Segment Start: Data for this task
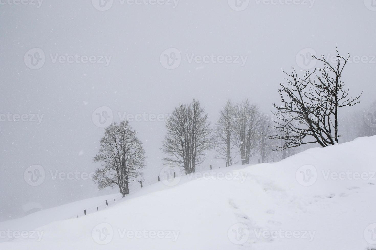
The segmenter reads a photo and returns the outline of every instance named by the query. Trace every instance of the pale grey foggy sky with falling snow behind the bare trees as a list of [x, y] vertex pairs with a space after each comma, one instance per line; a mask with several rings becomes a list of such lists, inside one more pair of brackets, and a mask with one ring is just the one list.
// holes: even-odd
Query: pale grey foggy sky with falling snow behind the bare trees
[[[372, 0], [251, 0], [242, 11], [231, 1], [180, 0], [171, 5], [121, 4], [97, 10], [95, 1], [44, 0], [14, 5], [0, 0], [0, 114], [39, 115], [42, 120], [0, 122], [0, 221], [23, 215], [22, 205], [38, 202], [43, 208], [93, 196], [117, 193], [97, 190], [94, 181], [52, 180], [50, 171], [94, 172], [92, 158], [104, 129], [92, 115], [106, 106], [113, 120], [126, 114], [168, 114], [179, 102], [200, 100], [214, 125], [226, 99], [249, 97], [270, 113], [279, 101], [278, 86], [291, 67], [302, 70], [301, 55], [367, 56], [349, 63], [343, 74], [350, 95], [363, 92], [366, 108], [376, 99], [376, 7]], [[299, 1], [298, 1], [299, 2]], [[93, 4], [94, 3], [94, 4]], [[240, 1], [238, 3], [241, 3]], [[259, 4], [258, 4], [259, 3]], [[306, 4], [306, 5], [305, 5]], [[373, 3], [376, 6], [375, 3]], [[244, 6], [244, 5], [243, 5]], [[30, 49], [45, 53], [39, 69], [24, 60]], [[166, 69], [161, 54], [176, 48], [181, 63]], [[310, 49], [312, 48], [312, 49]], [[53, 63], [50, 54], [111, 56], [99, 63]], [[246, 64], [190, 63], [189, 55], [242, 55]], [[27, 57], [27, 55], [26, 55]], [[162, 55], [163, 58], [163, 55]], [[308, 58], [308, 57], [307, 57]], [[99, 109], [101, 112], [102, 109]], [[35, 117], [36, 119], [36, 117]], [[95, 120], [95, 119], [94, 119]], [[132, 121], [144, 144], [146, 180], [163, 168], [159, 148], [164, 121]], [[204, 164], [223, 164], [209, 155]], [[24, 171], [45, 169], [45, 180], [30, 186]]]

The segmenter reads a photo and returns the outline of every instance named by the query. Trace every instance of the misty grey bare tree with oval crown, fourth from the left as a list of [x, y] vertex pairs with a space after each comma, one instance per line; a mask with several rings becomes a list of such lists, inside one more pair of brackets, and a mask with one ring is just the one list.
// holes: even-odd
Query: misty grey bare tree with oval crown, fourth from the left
Segment End: Data for this task
Segment Start: Data for this task
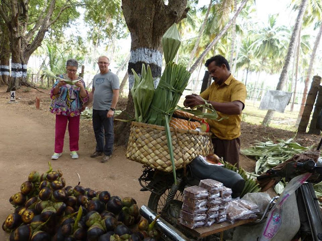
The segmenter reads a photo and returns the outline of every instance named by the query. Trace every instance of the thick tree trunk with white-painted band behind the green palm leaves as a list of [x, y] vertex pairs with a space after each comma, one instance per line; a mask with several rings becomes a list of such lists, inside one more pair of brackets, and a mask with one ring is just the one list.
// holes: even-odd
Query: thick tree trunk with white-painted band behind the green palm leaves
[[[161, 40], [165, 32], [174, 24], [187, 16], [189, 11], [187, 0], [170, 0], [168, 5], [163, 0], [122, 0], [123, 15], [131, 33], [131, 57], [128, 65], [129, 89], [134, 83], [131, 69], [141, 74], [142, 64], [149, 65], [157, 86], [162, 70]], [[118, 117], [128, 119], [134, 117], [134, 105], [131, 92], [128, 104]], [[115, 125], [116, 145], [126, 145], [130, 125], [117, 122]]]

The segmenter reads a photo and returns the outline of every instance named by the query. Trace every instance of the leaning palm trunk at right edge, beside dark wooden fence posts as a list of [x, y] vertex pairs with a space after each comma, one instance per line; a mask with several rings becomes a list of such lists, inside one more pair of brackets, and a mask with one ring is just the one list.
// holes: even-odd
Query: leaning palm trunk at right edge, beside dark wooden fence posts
Segment End: Data for this task
Problem to work on: Whenever a line in the material above holds the string "right", copy that line in full.

Output:
The segmenter reads a photo and returns the outline of every instance named by the query. Trace every instance of the leaning palm trunk at right edge, beside dark wooden fence posts as a list of [x, y] vertex pairs with a space after each comma, one instance per line; a mask with several rings becomes a list of such lists, inside one more pair of brackets, and a mask with one ring is just the one list.
Query: leaning palm trunk at right edge, beside dark wooden fence posts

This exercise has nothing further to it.